§ **A data block**:
= = = = =

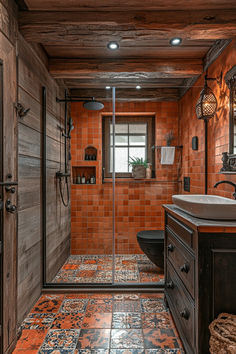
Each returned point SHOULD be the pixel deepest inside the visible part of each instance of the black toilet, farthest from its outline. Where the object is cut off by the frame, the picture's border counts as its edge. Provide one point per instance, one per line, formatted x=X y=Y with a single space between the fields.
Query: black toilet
x=151 y=243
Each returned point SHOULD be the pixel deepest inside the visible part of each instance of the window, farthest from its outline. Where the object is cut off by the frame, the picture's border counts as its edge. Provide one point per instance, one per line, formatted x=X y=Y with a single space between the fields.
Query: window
x=134 y=137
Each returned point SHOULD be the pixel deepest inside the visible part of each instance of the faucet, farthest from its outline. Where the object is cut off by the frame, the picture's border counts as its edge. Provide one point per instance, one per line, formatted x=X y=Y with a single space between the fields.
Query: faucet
x=228 y=182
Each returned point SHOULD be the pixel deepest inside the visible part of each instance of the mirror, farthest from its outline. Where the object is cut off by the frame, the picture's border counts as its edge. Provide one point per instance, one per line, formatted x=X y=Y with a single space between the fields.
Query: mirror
x=229 y=158
x=230 y=79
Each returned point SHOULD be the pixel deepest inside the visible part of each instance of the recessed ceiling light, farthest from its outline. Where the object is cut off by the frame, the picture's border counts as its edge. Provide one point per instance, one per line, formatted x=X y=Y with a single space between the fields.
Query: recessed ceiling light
x=176 y=41
x=113 y=45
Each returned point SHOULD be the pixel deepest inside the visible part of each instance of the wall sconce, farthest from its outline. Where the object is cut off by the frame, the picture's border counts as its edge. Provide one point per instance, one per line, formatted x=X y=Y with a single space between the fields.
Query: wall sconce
x=21 y=111
x=206 y=106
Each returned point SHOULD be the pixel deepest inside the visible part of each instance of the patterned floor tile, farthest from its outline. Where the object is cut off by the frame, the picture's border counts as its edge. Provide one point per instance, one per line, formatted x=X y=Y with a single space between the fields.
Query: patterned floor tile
x=156 y=320
x=152 y=296
x=97 y=320
x=48 y=304
x=126 y=338
x=164 y=351
x=92 y=351
x=128 y=268
x=100 y=305
x=70 y=266
x=86 y=273
x=65 y=339
x=67 y=321
x=160 y=338
x=126 y=276
x=88 y=267
x=57 y=351
x=153 y=306
x=122 y=297
x=31 y=339
x=74 y=305
x=94 y=339
x=38 y=321
x=101 y=296
x=126 y=306
x=127 y=351
x=126 y=320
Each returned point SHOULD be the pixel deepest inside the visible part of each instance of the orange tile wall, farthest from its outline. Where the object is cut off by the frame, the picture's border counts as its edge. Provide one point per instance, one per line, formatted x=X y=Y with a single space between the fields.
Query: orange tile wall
x=138 y=206
x=218 y=131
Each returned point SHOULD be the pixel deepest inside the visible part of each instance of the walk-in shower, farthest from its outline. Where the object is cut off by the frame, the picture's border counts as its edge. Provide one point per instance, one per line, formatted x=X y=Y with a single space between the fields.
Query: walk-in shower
x=108 y=207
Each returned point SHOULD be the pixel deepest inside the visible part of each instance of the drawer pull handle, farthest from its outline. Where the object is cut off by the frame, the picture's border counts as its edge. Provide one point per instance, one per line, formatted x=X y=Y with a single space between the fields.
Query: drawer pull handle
x=185 y=314
x=170 y=285
x=170 y=247
x=185 y=268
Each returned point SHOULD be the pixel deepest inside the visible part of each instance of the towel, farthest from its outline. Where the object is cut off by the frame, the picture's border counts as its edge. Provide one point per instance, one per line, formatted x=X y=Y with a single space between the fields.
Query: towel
x=167 y=155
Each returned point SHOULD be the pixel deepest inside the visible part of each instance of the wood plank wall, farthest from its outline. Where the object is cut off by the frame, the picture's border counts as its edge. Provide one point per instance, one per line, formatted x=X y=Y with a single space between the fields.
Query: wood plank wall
x=8 y=35
x=32 y=75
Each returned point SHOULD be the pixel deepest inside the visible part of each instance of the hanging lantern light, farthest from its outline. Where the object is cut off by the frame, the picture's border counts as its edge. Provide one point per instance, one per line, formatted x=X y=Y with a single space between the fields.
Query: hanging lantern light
x=207 y=103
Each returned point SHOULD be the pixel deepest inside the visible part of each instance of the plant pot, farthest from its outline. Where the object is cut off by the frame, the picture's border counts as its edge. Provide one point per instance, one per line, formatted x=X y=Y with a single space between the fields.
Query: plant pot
x=139 y=171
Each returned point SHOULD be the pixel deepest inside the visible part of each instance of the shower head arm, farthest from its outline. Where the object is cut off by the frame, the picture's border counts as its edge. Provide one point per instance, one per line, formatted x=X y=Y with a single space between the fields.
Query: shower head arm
x=75 y=99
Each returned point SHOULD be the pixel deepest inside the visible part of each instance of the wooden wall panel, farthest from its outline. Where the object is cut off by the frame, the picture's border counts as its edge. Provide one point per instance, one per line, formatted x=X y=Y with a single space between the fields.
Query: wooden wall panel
x=9 y=165
x=33 y=75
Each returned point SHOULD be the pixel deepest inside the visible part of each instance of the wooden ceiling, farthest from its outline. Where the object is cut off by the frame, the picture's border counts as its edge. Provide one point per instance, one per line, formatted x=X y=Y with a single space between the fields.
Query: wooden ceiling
x=75 y=34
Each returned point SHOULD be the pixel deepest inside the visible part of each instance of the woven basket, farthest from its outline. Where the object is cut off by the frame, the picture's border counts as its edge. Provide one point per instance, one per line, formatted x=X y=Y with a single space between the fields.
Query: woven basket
x=223 y=334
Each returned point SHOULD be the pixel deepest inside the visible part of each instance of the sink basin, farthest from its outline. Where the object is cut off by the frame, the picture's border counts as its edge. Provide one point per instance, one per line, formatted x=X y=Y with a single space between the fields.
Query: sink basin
x=206 y=206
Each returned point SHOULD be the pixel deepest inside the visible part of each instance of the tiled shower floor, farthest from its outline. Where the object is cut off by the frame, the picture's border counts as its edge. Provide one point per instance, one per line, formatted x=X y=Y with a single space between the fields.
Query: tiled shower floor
x=98 y=269
x=99 y=323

= = = = =

§ **Written instruction**: Return every line of the listing above word for word, omitting the pictures.

§ **Result of the exercise**:
Each returned point SHOULD be the pixel deepest inside the visible part of each instance of the black toilet, farthest from its outline. Where the object is cut off by the frame, the picture's border counts as its edge. Provide one point per instance, one per line, formatted x=X y=Y with a single space between the fields.
Query: black toilet
x=151 y=243
Each returned point SHOULD be the pixel deepest inside the visible part of each instance of the window, farthest from its outline. Where the object is cut off by the frame, the picture's border counts as its edge. Provide one point per instance, one per line, formatted x=X y=Y with a single space between the fields.
Query: window
x=134 y=137
Each returned point SHOULD be the pixel deepest inside the visible part of each instance of the faucet, farthest from its outline. Where the object is cut off by the frame, the picture's border counts as its edge. Provide one point per instance, one per line, formatted x=X y=Y with a single space between the fields.
Query: faucet
x=228 y=182
Each returned point SHOULD be the pixel deepest inside the visible part of each instance of the mirror, farthest from its outline. Where the object is cut off by the frame, the picture's border counts as its edge. Provide one point per instance, one per line, formatted x=X y=Y with a single space between the fields.
Query: mirror
x=229 y=158
x=230 y=79
Each returned point SHOULD be the pixel deepest inside the visible part of each instance of the recessed ceiling light, farthest from its outline. Where the object is cut off by the frame, the picture's border counts as its edge. Provide one point per instance, one per line, formatted x=X y=Y with a single space between the fields.
Query: recessed ceiling light
x=176 y=41
x=113 y=45
Each returned point SHOULD be the pixel deepest inside the visible part of each instance of the wall sconce, farthest from its outline. Where the object is cut off by the frame, the picture's border counts as its edge. Provide one point per instance, one per line, formatted x=X y=Y with a single space between the fields.
Query: wall sconce
x=21 y=111
x=206 y=106
Each returned point SHOULD be the pixel deepest inside the visible part of each instance of the patterned floor tile, farthest from its outline. Where the object is cut off by the frame, the picture's border counts as its edge. Provide one point per instance, one per line, formatted x=X y=Y with a single space between the fields.
Query: patterned floor tile
x=156 y=320
x=152 y=296
x=97 y=320
x=48 y=304
x=126 y=338
x=164 y=351
x=92 y=351
x=128 y=268
x=100 y=305
x=70 y=266
x=86 y=273
x=65 y=339
x=67 y=321
x=160 y=338
x=126 y=276
x=88 y=267
x=57 y=351
x=153 y=306
x=122 y=297
x=31 y=339
x=74 y=305
x=94 y=339
x=38 y=321
x=101 y=296
x=126 y=306
x=127 y=351
x=126 y=320
Each returned point SHOULD be the pixel deepest inside the visible part of each instance of the orange tile wall, farthest from its outline. Where the object is cut off by the frame, the picture's border counts as its edge. Provide one point per instance, one per line, formatted x=X y=Y with a single space between the fields.
Query: orange tile wall
x=138 y=206
x=218 y=131
Each returned point SHOULD be the pixel deepest inside the visible part of each instance of the walk-in shower, farthest from its outline. Where the object is cut off by the frame, the picture's border counts as its edge. Provide one point per instance, one per line, formatted x=X y=Y with a single space between the fields.
Query: walk-in shower
x=108 y=207
Each returned point SHOULD be the pixel deepest inside the visible part of each instance of the drawer pull handle, farthest from its outline. Where the object is cut off by the frame, the picture's border counts as its edge. Provide one point per instance, one per line, formatted x=X y=Y with a single space between the fields.
Query: drawer pull handle
x=185 y=314
x=170 y=285
x=170 y=247
x=185 y=268
Each returned point SHOULD be the pixel deepest inside the visible part of each instance of the towel, farthest from its outline. Where the object is cut off by the frame, the picture's border counts as its edge. Provide one point per instance, one per line, formatted x=X y=Y with a single space between the fields.
Query: towel
x=167 y=155
Each returned point SHOULD be the pixel deepest inside the visible part of each instance of the wood plank wall, farthest from its outline. Where the object is cut off by the frame, the picture's border counts as its edge. Provide one point per instance, one per line, formatted x=X y=Y with a single space between the fields.
Query: wood plank wall
x=8 y=35
x=32 y=75
Each returned point SHOULD be the pixel deepest inside the visible part of each instance of the hanging lantern light, farthest from its outline. Where the object is cut off by the frame, the picture's border counts as its edge. Provide one point per instance, one per line, formatted x=X y=Y with a single space between the fields.
Query: hanging lantern light
x=207 y=103
Each returned point SHOULD be the pixel deepest inside the visible part of each instance of the plant pot, farthest from its outline. Where the object is cut off by the frame, the picture's border counts as its edge. Provide one point per instance, one per line, formatted x=X y=Y with a single space between the fields.
Query: plant pot
x=139 y=171
Each returned point SHOULD be the pixel deepest inside the visible part of each instance of the shower head arm, farthest from its outline. Where the object is cut off by the frame, the picture's border counts as its edge. Provide one point per instance, one per line, formatted x=X y=Y with a single space between the fields.
Query: shower head arm
x=75 y=99
Each returned point SHOULD be the pixel deepest inside the visible part of each instance of the wooden wall panel, farthest from its outline. Where the object is cut off by the frame, the picture's border counts as its edge. Provide one point per instance, one per line, formatted x=X y=Y with a single space between the fields.
Query: wooden wall panel
x=9 y=165
x=33 y=75
Each returned point SHOULD be the pixel deepest inside the visible part of each instance of the wooden ceiling, farthest from its outline. Where the object is cut off by the frame, the picture's border counts as its edge. Provide one point per instance, one per line, formatted x=X y=Y with a single space between the fields.
Query: wooden ceiling
x=75 y=34
Each returned point SHOULD be the pixel deepest inside the visible part of each instance of the woven basket, farthest from its outline. Where the object is cut off by the frame, the picture's border counts as its edge. Provide one point per instance, one per line, formatted x=X y=Y with a single space between the fields.
Query: woven basket
x=223 y=334
Each returned point SHOULD be the pixel deepest inside the visible part of each instance of the sink basin, farthest from its outline. Where the object is cut off by the frame, the picture's border counts as its edge. Provide one point per instance, one per line, formatted x=X y=Y with a single space between the fields.
Query: sink basin
x=206 y=206
Each returned point SHOULD be the pixel deepest inside the visible part of each instance of the tiled shower floor, farthest from its outline. Where the object is cut off by the frame, the picture's border counts as its edge. Provide one point per instance, one per line, formatted x=X y=Y with a single space between the fields.
Query: tiled shower floor
x=98 y=269
x=99 y=323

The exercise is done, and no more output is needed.